What is actually happening in Environment & Climate?
What is actually happening to UK wildlife?
Targeted interventions — from red kite reintroduction to mandatory biodiversity net gain — show that nature recovery is possible. But the overall picture remains stark: the UK has lost 41% of its species abundance since 1970, farmland birds have been halved, and it remains one of the most nature-depleted countries on Earth.
The State of Nature 2023 report, compiled by more than 60 conservation organisations, delivered a stark assessment: the UK is one of the most nature-depleted countries in the world, ranking in the bottom 10% globally for biodiversity intactness.[1] Since systematic monitoring began in 1970, average species abundance across the UK has fallen by 41%.[1] One in six species is now threatened with extinction from Britain.[1] The decline is not evenly distributed — farmland species have been hit hardest, with the farmland bird index collapsing to just 42% of its 1970 level.[2] Turtle doves, once common across southern England, have declined by 98%.[2] Corn buntings, yellowhammers, and grey partridges have all suffered losses exceeding 90% in some regions. The cause is not mysterious: the intensification of agriculture since the 1970s — the removal of hedgerows, the drainage of wet meadows, the shift to autumn-sown cereals, and the widespread use of neonicotinoid pesticides — has systematically dismantled the habitats these species depend on.[1]
Insect populations tell a parallel story. Though long-term UK data is patchier than for birds, the evidence points to serious decline. Studies of moth populations show a 33% reduction in abundance since 1968.[1] Flying insect biomass surveys in parts of Europe suggest losses of 75% or more over three decades. Hedgehog numbers have halved since 2000, driven by habitat fragmentation, road mortality, and the loss of connected garden and hedgerow networks.[1] River biodiversity has suffered from agricultural run-off, sewage discharges, and water abstraction — only 16% of English rivers achieve good ecological status, and invertebrate diversity in many lowland rivers has deteriorated markedly since 2010.[5] The overall picture is of a country whose natural systems are under sustained, multi-directional pressure.
===
**WORK TO DO**
**1)** From the piece on UK wildlife above, list the agricultural changes since the 1970s that it blames for dismantling farmland habitats.
**2)** Write the next part of the piece on UK wildlife, picking up after its final sentence.

**DATA BLOCK**
===
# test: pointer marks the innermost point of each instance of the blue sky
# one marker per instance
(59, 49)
===
**THE RESPONSES**
**1)**
- The removal of hedgerows
- The drainage of wet meadows
- The shift to autumn-sown cereals
- The widespread use of neonicotinoid pesticides

**2)**
Yet the picture is not uniformly bleak, and some of the brightest spots demonstrate what is possible with political will and sustained effort. The red kite, reduced to a handful of breeding pairs in mid-Wales by the 1980s, now numbers around 10,000 birds across the UK following one of the world's most successful reintroduction programmes.[4] Beavers, extinct in Britain for 400 years, are now established in multiple river catchments after licensed reintroductions, delivering measurable benefits for flood management and wetland biodiversity.[6] The Knepp Estate in Sussex has become an internationally recognised example of rewilding, with turtle doves, nightingales, and purple emperor butterflies returning to land that was previously intensive farmland. In February 2024, biodiversity net gain (BNG) became mandatory for all major planning applications in England, requiring developers to deliver a minimum 10% increase in habitat value.[3] By end of 2025, over 2,300 BNG credits had been registered and nearly 1,500 hectares of new habitat created or enhanced.[3] The UK government's commitment to the 30x30 target — protecting 30% of land and sea for nature by 2030 — provides a framework, though delivery remains well behind the pace required.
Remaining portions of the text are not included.